## DATA TO PROCESS
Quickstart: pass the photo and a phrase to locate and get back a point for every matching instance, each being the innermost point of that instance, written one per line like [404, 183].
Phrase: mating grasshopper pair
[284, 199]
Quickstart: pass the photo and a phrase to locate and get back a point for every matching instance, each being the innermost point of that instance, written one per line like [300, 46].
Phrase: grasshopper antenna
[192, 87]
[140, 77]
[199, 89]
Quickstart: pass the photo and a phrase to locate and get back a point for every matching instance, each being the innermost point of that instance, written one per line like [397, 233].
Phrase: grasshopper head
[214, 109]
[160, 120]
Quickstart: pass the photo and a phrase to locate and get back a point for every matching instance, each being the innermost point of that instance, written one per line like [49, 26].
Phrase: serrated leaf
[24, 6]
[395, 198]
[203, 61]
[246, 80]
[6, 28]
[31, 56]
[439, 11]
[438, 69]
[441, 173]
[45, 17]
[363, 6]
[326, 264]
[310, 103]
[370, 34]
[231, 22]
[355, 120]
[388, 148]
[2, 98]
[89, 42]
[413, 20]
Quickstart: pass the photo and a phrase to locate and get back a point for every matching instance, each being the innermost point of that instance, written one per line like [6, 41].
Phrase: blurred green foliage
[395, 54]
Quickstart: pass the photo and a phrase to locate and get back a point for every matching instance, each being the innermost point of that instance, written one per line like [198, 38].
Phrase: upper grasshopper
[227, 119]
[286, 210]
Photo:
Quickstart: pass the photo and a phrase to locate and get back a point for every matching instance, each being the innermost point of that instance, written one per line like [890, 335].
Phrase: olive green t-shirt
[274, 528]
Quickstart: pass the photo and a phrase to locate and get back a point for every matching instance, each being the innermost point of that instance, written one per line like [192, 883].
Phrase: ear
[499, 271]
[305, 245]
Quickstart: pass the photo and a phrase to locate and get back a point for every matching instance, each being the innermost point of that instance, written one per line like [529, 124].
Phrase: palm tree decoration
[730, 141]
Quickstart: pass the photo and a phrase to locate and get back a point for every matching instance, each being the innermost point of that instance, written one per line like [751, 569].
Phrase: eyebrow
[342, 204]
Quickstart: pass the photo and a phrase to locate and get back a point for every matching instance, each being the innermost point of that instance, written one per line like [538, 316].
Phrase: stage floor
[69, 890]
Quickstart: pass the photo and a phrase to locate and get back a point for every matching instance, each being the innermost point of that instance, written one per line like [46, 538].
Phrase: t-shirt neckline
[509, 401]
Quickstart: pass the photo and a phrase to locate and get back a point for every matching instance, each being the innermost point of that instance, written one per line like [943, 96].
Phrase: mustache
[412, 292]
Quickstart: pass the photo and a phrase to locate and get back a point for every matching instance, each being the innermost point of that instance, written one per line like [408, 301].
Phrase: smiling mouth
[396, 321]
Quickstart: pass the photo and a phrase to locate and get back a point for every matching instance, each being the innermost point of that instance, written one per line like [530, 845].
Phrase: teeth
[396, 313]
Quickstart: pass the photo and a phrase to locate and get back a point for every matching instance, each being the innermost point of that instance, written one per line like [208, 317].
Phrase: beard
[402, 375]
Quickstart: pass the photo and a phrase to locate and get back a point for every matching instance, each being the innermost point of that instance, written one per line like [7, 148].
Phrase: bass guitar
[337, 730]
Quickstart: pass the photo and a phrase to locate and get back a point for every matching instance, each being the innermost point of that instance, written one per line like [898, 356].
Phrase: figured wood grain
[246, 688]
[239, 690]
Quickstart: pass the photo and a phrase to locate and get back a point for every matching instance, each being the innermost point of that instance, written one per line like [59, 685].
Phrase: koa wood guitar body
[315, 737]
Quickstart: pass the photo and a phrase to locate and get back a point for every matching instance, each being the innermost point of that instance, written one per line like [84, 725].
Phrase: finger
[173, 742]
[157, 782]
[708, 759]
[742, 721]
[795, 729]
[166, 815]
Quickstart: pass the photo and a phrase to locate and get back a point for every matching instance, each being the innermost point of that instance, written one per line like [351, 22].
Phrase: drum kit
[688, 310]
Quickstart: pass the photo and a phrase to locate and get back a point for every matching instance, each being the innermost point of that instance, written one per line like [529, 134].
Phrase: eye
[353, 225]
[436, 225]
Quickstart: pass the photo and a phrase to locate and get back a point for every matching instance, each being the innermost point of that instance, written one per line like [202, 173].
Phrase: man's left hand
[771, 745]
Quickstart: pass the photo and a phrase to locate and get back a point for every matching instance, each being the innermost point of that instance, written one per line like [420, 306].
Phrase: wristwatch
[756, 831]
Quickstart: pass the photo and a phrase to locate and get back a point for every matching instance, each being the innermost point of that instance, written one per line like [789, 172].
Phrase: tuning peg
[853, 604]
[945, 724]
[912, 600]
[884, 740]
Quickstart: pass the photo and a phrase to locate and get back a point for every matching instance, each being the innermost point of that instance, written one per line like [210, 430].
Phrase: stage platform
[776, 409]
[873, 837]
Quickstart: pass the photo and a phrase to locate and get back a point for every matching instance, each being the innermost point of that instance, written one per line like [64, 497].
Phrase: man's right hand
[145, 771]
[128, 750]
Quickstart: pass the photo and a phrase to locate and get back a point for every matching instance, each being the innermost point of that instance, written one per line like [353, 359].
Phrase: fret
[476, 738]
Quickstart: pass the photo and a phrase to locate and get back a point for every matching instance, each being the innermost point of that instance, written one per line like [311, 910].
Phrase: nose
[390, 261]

## YOUR INSTRUCTIONS
Print the material once more, exactly.

## OUTPUT
Quickstart: pass the photo and a phrase to locate and get back a point for every matching instance, each being the innermost point of that instance, written one per line like [404, 183].
Phrase: mating grasshopper pair
[284, 199]
Quickstart: pass the photo and a phrase to locate and get back a point for every matching instance, each being the innermost point of that instance, written one per line like [300, 46].
Phrase: grasshopper antenna
[192, 87]
[140, 77]
[199, 89]
Quickstart: pass the photo and a phrase to locate and get back a point for every matching instance, each being the innermost point of that instance, written one per line like [397, 233].
Phrase: grasshopper head
[214, 109]
[160, 120]
Quickstart: pass the photo and a phrase to locate and get back a point for every matching instance, each being the innermost point of that instance, written one per line like [49, 26].
Phrase: serrated leaf
[24, 6]
[395, 198]
[203, 61]
[246, 80]
[6, 28]
[31, 56]
[439, 11]
[438, 69]
[441, 173]
[45, 17]
[363, 6]
[326, 264]
[310, 103]
[370, 34]
[231, 22]
[355, 120]
[388, 148]
[2, 98]
[89, 42]
[413, 20]
Quickstart: pass the photo and a phrase to locate and get back a point for every matching instance, each being the innermost point of that instance, written one per line like [6, 41].
Phrase: blurred green foliage
[395, 54]
Quickstart: pass the photo and a phrase to locate and get back a point for every matching instance, each being the innermost point of that instance, written one per line like [198, 38].
Phrase: upper grasshopper
[227, 119]
[286, 210]
Photo:
Quickstart: pass the photo and a phrase to locate and get back a point for every matching instance, each being the innermost point of that instance, written one per line like [890, 335].
Phrase: olive green t-shirt
[274, 528]
Quickstart: pass the photo and a phrase to locate and get back a point for every matching instance, each being the innermost point of that instance, written one per line like [192, 883].
Phrase: ear
[499, 271]
[305, 245]
Quickstart: pass the photo and a phrase to locate and get back a point for every matching instance, each being the innermost point of that instance, written one per line like [529, 124].
Phrase: palm tree decoration
[730, 141]
Quickstart: pass the photo and a phrase to locate and get back a point for every matching instance, each being the innermost point of that instance, written one per line like [751, 569].
Phrase: eyebrow
[342, 204]
Quickstart: pass the photo and a phrase to locate and get back a point for every matching instance, each being the innermost point of that instance, written one per line like [538, 316].
Phrase: stage floor
[69, 890]
Quickstart: pass the photo and a phrase to locate and get back a point for every matching instance, each being the innermost point of that instance, written one per line like [46, 538].
Phrase: t-shirt neckline
[509, 401]
Quickstart: pass the photo and a phrase to locate and get back a point for every matching instance, each being the innermost point of that instance, written one per line like [943, 96].
Phrase: mustache
[412, 292]
Quickstart: pass the photo and a phrase to locate and get back a point for every matching instance, each being the innermost point of that instance, written one per line like [408, 301].
Phrase: smiling mouth
[396, 321]
Quickstart: pass the photo and a phrase to locate and get back a point for every matching instance, each being the innermost point of that instance, written one per line like [530, 845].
Phrase: teeth
[396, 313]
Quickstart: pass the photo and a phrase to locate and get back a point for every matching instance, each being the innermost point of that instance, written one per line like [208, 317].
Phrase: beard
[402, 375]
Quickstart: pass the photo and a phrase to locate and get back a point for every matching instance, each being the innermost point of that instance, written one per line like [7, 148].
Phrase: bass guitar
[337, 730]
Quickstart: pass the photo and a phrase to locate and get back a point for every matching instance, each being the innermost point of that instance, written one per line like [898, 356].
Phrase: figured wood grain
[246, 688]
[239, 690]
Quickstart: pass the photo and a phrase to locate and get back a point for every matching instance, each being the innermost point of that instance, written one per line like [59, 685].
Phrase: koa wood guitar body
[315, 737]
Quickstart: pass the photo and a phrase to locate and get back a point for every matching instance, each being the innermost point of that instance, written one per line like [84, 725].
Phrase: finger
[173, 742]
[157, 782]
[708, 759]
[742, 721]
[795, 729]
[166, 815]
Quickstart: pass the photo and a phrase to locate and get back a point for every matching instance, each being the innermost point of that instance, written one per line like [351, 22].
Phrase: drum kit
[688, 310]
Quickstart: pass the photo and a phrase to locate and get back a point for every matching instance, each being the innermost point of that instance, written one per line like [529, 134].
Phrase: eye
[353, 225]
[436, 225]
Quickstart: pass the photo and a phrase to locate and get back a point for every matching instance, each being the innermost point of that instance, written one per line like [202, 173].
Phrase: man's left hand
[771, 745]
Quickstart: pass the photo and a phrase to locate and get back a point for every matching instance, each being the innermost point of that instance, written one per line like [420, 306].
Phrase: wristwatch
[756, 831]
Quickstart: pass the photo and a phrase to locate and get back a point for every matching instance, each being the innermost point of that instance, written one per line like [789, 172].
Phrase: tuning peg
[853, 604]
[945, 724]
[912, 600]
[884, 740]
Quickstart: pass the photo and a phrase to locate and get back a point for every matching instance, each being the innermost point of that instance, written one per line like [210, 430].
Phrase: stage platform
[776, 409]
[873, 837]
Quickstart: pass the photo and a phrase to locate and get back a point for every matching instance, each being the innermost point of that instance, written one per line like [64, 497].
Phrase: man's right hand
[145, 771]
[128, 750]
Quickstart: pass the photo and a phrase to locate and get back a point for every matching instance, each being the innermost point of that instance, written one per line like [353, 359].
Phrase: fret
[476, 738]
Quickstart: pass the photo and a phrase to locate and get back a point for every matching instance, each being the innermost point of that instance, written one per line like [311, 910].
Phrase: nose
[390, 261]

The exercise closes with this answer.